▸ YOUR OBJECTIVE
Write out exactly the lines running from the line that includes "for the stack" to the end of the data, both ends included, and nothing besides.

▸ EXERCISE MATERIAL
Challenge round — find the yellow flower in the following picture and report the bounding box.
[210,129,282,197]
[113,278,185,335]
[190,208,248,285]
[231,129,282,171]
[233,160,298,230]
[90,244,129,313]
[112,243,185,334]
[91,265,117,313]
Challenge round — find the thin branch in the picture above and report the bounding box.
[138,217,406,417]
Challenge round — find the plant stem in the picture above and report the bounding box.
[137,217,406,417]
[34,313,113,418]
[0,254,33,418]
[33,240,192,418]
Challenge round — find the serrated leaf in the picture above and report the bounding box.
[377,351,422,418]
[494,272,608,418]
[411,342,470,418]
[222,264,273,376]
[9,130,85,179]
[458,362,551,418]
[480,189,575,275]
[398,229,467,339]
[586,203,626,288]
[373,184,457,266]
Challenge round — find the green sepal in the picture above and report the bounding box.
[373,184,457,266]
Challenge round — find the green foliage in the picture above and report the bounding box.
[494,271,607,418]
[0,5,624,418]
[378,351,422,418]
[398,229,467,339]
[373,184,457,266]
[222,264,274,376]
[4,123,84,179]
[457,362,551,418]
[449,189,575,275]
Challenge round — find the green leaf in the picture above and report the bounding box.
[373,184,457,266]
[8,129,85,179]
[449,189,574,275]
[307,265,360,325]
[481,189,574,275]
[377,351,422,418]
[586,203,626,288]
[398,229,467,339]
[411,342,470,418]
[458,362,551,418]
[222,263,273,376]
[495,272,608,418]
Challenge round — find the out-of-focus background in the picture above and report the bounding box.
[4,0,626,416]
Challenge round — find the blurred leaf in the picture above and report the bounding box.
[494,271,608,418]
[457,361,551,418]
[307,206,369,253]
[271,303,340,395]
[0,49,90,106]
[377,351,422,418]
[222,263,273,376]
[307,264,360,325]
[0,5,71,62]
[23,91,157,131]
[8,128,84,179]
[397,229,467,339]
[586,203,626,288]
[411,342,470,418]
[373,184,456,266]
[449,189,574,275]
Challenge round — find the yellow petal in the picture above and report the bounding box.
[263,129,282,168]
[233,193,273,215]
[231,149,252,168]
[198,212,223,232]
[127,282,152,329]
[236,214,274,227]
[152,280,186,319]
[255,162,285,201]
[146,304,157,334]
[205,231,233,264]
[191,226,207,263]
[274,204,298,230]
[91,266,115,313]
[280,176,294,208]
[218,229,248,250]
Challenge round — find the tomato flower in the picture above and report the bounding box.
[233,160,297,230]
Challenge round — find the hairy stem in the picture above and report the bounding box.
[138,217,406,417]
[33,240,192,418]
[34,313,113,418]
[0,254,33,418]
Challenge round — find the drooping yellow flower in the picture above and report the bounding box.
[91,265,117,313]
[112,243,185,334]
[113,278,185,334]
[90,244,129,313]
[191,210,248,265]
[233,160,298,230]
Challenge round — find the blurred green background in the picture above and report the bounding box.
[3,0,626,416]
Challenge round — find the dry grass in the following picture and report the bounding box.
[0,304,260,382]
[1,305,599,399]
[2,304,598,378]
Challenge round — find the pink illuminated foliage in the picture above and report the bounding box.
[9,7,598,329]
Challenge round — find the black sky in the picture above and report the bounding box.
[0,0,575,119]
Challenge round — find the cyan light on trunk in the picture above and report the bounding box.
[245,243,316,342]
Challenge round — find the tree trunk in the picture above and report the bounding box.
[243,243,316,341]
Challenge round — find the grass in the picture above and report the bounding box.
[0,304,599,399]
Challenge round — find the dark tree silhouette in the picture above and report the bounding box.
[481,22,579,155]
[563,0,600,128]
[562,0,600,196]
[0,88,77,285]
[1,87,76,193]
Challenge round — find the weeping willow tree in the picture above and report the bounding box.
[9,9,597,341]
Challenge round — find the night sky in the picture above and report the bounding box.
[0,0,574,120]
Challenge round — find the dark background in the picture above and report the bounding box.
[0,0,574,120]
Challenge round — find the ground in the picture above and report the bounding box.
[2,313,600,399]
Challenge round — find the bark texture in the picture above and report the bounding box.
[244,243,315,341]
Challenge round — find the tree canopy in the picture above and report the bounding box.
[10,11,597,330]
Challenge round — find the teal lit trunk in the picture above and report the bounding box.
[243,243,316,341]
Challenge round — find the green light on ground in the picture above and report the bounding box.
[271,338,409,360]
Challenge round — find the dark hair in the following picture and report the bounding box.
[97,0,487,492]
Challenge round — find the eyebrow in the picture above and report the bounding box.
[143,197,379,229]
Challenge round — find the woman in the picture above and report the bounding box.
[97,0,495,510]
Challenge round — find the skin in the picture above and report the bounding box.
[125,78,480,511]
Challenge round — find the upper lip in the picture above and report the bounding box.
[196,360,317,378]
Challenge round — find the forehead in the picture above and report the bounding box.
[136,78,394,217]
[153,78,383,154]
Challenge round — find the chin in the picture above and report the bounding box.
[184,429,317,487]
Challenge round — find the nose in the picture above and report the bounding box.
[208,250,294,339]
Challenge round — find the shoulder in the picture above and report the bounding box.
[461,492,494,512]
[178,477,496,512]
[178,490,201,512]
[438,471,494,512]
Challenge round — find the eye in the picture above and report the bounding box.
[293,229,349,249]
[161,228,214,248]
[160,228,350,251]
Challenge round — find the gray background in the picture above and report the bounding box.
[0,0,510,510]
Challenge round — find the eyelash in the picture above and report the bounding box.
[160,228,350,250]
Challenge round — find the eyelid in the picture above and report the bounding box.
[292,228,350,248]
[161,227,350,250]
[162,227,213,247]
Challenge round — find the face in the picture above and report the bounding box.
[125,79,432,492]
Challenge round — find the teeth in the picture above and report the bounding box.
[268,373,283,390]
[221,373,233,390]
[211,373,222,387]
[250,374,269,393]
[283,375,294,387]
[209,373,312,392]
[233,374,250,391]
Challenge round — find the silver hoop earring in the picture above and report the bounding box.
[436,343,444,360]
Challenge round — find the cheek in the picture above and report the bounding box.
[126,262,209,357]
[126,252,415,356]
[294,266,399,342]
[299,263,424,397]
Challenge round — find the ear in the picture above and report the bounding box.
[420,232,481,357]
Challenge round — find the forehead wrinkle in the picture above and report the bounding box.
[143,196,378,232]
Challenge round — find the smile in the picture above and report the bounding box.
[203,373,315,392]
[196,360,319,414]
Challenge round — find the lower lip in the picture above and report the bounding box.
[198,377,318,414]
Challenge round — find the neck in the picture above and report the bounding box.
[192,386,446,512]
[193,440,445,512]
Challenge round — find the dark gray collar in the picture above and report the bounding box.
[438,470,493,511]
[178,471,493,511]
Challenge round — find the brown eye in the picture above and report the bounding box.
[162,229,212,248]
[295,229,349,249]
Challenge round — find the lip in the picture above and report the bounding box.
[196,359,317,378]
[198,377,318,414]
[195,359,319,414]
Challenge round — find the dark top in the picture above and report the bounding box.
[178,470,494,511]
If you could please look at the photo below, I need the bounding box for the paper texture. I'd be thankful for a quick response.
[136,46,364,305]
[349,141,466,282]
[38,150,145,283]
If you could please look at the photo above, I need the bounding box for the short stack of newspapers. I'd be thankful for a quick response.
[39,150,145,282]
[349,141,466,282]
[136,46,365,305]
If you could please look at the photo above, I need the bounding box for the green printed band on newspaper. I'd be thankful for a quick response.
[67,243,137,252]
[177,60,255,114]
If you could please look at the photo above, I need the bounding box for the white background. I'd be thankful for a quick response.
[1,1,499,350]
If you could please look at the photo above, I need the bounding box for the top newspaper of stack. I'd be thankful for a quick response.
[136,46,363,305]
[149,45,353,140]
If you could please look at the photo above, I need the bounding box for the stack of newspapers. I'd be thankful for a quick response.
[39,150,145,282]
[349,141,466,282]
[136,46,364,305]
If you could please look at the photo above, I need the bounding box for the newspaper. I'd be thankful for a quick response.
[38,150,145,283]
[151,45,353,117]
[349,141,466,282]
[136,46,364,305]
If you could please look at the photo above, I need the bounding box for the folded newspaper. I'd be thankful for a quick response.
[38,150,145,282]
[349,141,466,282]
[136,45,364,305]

▸ SOLUTION
If you could please look at the photo above, I need the bounding box for the stack of newspapers. I'd be thankful for a quick response.
[39,150,145,282]
[349,141,466,282]
[136,46,364,305]
If you could please look at the photo above, I need the bounding box for the newspaper. I'd be thankful for a quick response.
[38,150,145,283]
[151,45,353,117]
[349,141,466,282]
[136,46,364,305]
If you could please look at the photo above, I need the bounding box for the folded newspaper. I'd be thankful for a quick response.
[38,150,145,282]
[349,141,466,282]
[136,45,364,305]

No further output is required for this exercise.